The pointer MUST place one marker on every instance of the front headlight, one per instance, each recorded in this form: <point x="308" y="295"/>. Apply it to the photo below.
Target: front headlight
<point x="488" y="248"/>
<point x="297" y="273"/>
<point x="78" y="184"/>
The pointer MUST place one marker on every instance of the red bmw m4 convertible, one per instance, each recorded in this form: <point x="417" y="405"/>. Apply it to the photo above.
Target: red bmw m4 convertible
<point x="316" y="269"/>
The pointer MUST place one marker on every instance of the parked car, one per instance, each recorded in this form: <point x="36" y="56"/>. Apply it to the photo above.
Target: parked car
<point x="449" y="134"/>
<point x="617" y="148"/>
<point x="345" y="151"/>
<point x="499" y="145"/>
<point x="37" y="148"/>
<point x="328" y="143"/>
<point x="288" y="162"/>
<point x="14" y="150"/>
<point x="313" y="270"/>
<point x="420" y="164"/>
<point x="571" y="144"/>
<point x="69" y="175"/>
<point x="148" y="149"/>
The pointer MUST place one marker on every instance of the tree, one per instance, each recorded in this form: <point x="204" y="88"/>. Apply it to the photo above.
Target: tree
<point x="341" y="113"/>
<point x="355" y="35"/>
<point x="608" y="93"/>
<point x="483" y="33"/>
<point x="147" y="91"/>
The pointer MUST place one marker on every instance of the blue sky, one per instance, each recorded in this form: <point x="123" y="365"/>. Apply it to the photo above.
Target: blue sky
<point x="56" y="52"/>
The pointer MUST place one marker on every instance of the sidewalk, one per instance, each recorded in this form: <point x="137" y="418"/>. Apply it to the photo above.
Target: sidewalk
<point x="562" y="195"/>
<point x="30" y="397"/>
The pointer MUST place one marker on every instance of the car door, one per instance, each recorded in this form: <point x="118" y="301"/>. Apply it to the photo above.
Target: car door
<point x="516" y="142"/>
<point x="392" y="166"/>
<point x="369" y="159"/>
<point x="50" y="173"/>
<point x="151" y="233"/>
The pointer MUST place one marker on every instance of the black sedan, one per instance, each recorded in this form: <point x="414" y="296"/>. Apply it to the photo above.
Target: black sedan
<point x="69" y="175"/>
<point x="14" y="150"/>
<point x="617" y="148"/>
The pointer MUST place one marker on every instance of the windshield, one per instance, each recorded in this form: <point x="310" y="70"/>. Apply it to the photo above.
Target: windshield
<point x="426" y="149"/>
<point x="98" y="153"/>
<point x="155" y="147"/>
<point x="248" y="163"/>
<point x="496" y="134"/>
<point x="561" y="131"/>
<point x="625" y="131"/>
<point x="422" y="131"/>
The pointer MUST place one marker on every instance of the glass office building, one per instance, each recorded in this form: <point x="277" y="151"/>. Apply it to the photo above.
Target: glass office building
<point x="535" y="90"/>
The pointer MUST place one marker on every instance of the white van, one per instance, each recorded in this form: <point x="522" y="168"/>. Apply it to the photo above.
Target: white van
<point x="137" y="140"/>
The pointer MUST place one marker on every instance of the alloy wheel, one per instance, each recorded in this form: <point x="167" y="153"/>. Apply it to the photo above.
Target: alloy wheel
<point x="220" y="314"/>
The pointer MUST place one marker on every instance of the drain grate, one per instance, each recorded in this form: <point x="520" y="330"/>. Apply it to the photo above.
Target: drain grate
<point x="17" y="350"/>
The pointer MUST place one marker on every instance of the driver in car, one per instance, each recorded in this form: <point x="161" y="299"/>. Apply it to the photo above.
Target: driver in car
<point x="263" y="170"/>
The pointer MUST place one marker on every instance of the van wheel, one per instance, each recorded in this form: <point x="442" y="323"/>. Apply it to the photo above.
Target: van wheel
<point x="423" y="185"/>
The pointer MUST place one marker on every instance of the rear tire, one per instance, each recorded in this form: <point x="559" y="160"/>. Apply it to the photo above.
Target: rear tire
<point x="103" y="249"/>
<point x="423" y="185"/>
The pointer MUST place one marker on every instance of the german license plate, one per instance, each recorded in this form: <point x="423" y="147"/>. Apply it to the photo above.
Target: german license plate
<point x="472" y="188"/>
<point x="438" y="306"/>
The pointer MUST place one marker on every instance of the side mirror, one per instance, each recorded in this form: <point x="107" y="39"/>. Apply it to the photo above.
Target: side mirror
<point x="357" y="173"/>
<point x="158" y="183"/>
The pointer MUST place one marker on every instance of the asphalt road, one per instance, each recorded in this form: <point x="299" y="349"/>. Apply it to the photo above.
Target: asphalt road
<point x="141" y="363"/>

━━━━

> WHAT YOU SHOULD DO:
Begin at the line above that has "of the alloy" and stop after the line that has "van wheel, one", copying each line exactly and adding nothing else.

> WRITTEN SOLUTION:
The pointer MUST place one marker on every instance of the alloy wheel, one per instance, each recorded in this form: <point x="167" y="153"/>. Apply it to the photo above.
Target: alloy wheel
<point x="220" y="314"/>
The pointer MUST place one marker on every instance of the drain grate, one per instance, each recorded in this form: <point x="520" y="330"/>. Apply it to the photo above.
Target: drain grate
<point x="17" y="350"/>
The pointer MUST place one marker on every instance of the driver in car, one per instance, each recorded in this form: <point x="161" y="299"/>. Apply it to the photo above.
Target: driver in car
<point x="263" y="170"/>
The pointer MUST place one marker on every instance of the van wheel, one per instance, each recorded in this form: <point x="442" y="323"/>. Apply it to the photo above.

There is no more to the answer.